• Задание a
Соберите из записей ниже все строки, где встречается слово «gray». Регистр букв учитывается.

═══ Текст ═══

Здесь же, в Канныне, было имение семьи матери Юльгока, художника и каллиграфа – Син Саимдан (신사임당, 申師任堂). Название Очжукхон (오죽헌, 烏竹軒) означает «Высокий бамбук цвета ворона», и было дано имению из-за окружавших его зарослей чёрного бамбука. Молодые его стебли изначально зелёные, а темнеют, только достигая двух-трёх летнего возраста.

С большой площади, мощёной красной плиткой, можно подняться вверх – к дому Очжукхон (오죽헌)  и храму Мунсонса (문성사), где перед портретом Ли И можно воскурить благовонную палочку. Миртовому дереву, растущему в этом небольшом дворике более 600 лет!

При клике на фото откроется панорама 360

Каллиграфическая табличка на храме написана традиционно королём президентом Республики Корея Пак Чонхи (руководил страной с 1962 по 1979). В почерке чувствуется сильная и властная рука.

В этом домике, являвшимся частью внутреннего крыла усадьбы – анчхэ (안채), Ли И родился и получал домашнее образование до шестилетнего возраста. После же его увезли в имение отца. В комнатушке справа он появился на свет после того, как его матери приснился сон, в котором на перекладине ворот сидел дракон. Комнату так и назвали: Моннёнсиль (몽룡실, 夢龍室) – «Комната приснившегося дракона». Изображение домика и окружающего его бамбука можно найти на купюре, рядом с портретом учёного.

Восстановлено несколько построек некогда большой усадьбы. Можно заглянуть внутрь комнат, чтобы увидеть скромность покоев корейских аристократов, украшением которых порой были только каллиграфически написанные цитаты и изречения.

Кухня довольно просторна:

Небольшой дворик и павильон отведены для хранения чернильного камня, которым пользовался Ли И в детстве. Справа от камня – его труд, написанный в 1577 году и обращённый к начинающим обучение – Кёнмонъёгёль (격몽요결, 擊蒙要訣). Название можно перевести как «Советы желающим избавиться от невежества». «Люди, рождённые в этот мир, без учения не станут людьми полноценными» – с такой мудрости начинается книга. Король Чончжо (правил 1776—1800 гг.), прослышав в 1788 году о хранящихся в Очжукхоне реликвиях, повелел доставить их во дворец. На обороте чернильного камня он собственноручно написал посвящение в честь Юльгока, а книга получила королевское вступительное слово. Губернатор провинции отдал приказ построить отдельный павильон для хранения реликвий, откуда и название на табличке: Очжегак (어제각, 御製閣)  – «Правителем построенный павильон».

Родившаяся в знатной аристократической семье, матушка Ли И известна нам под псевдонимом Син Саимдан (신사임당, 申師任堂). При рождении её нарекли Син Инсон (신인선), но личные имена женщин не использовались вне дома. В Корее она уважаема как почтительная дочь, добродетельная мать и супруга, художница, каллиграф и литератор. Причём в первую очередь – как почтительная дочь и невестка, ведь именно эти качества в конфуцианском мироустройстве – наиглавнейшие. Почитается она настолько, что её изображение помещено на банкноту Республики Корея высшего достоинства – ₩50000, а на обороте пятитысячной купюры можно найти её арбузы и кузнечика. В магазинчике при музее я купил несколько открыток с картинами, в том числе и с этой:

Не стану мудрствовать с описанием её биографии и работ, а дам лучше ссылку на отличную статью. Поистине, подробнее и лучше не написать!

═══

• Задание b
Обновите фрагмент текста об усадьбе Очжукхон, начиная со слов «Здесь же, в» и заканчивая словами «двух-трёх летнего возраста.»: замените в нём «чёрного бамбука» на «тёмного бамбука».

═══ Записи ═══

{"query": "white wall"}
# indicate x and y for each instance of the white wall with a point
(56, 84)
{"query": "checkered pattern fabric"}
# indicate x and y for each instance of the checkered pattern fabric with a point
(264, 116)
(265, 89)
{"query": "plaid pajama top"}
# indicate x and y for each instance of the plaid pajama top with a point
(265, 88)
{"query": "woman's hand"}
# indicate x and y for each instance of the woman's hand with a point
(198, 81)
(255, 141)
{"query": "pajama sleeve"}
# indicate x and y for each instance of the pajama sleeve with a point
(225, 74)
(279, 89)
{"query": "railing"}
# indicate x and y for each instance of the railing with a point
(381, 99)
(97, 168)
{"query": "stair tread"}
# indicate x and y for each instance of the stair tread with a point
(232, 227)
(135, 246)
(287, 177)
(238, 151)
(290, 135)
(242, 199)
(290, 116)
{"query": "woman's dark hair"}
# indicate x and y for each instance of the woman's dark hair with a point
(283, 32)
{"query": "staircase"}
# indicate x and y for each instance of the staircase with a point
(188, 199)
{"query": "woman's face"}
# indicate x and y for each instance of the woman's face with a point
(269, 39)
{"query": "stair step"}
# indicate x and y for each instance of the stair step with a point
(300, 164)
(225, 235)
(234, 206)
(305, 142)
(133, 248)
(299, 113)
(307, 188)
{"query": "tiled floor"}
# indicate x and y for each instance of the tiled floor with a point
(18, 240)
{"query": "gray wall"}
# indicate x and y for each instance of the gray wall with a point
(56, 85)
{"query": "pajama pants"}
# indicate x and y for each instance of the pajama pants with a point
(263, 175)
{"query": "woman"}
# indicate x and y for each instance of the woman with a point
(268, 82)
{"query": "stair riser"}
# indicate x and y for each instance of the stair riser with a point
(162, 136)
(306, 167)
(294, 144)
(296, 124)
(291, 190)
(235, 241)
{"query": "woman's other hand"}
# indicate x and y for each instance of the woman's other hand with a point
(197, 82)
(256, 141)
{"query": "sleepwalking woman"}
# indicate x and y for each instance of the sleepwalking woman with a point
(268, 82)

═══

• Ответ a
{"query": "gray wall"}
# indicate x and y for each instance of the gray wall with a point

• Ответ b
Здесь же, в Канныне, было имение семьи матери Юльгока, художника и каллиграфа – Син Саимдан (신사임당, 申師任堂). Название Очжукхон (오죽헌, 烏竹軒) означает «Высокий бамбук цвета ворона», и было дано имению из-за окружавших его зарослей тёмного бамбука. Молодые его стебли изначально зелёные, а темнеют, только достигая двух-трёх летнего возраста.